• [ABOUT THIS EXERCISE]: Of the lines below, copy those that hold the word "person".

• [Recorded data]:
------------------------------------------------

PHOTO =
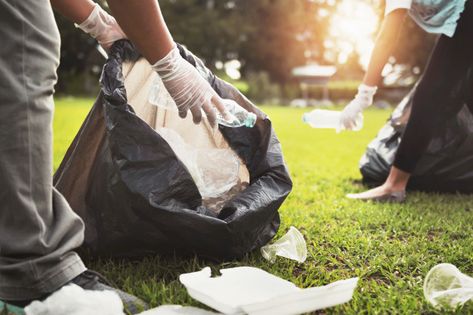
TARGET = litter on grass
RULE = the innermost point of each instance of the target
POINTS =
(73, 300)
(177, 310)
(445, 286)
(249, 290)
(292, 246)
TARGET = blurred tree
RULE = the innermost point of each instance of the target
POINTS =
(282, 34)
(210, 28)
(271, 36)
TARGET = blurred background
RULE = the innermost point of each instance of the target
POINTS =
(279, 52)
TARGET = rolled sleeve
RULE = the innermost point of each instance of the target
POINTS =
(392, 5)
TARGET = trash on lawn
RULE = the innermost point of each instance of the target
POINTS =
(330, 119)
(73, 300)
(177, 310)
(292, 246)
(446, 286)
(251, 290)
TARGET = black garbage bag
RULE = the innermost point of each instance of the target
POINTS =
(137, 198)
(447, 165)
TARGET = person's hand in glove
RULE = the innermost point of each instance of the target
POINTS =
(353, 112)
(190, 91)
(103, 27)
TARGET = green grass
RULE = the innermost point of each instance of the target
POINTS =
(390, 247)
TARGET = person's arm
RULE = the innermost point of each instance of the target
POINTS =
(385, 43)
(144, 25)
(76, 11)
(92, 19)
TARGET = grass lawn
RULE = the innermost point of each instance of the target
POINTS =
(389, 247)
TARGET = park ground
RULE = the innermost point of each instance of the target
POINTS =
(389, 247)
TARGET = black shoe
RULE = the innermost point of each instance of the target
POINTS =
(91, 280)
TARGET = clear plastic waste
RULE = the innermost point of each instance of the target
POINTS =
(322, 118)
(236, 116)
(214, 171)
(292, 246)
(445, 286)
(177, 310)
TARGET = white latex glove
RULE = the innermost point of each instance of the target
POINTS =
(103, 27)
(188, 88)
(353, 112)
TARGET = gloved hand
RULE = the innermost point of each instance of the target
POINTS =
(353, 112)
(188, 88)
(103, 27)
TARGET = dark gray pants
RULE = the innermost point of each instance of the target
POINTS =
(38, 230)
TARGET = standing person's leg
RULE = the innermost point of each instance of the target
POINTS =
(448, 65)
(38, 230)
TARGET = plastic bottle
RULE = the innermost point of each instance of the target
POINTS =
(322, 118)
(445, 286)
(292, 245)
(235, 117)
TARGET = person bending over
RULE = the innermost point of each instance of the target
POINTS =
(38, 229)
(448, 65)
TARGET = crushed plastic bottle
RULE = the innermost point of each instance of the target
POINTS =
(236, 116)
(292, 246)
(446, 286)
(322, 118)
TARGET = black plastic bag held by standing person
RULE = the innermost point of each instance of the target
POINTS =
(447, 165)
(137, 198)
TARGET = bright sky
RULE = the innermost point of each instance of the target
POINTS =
(353, 28)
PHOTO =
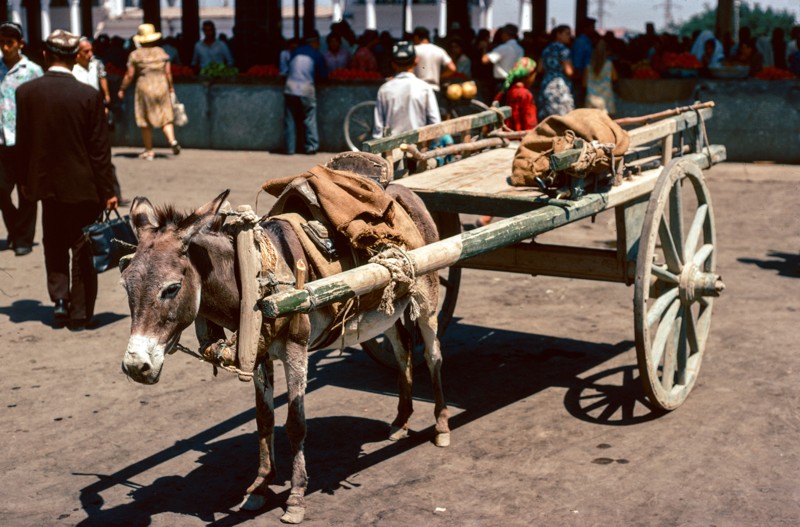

------------------------------------------------

• [WRITTEN ANSWER]:
TARGET = person's hand in glove
TARGET = person's arm
TARGET = standing person's leg
TARGET = person bending over
TARGET = black plastic bag held by standing person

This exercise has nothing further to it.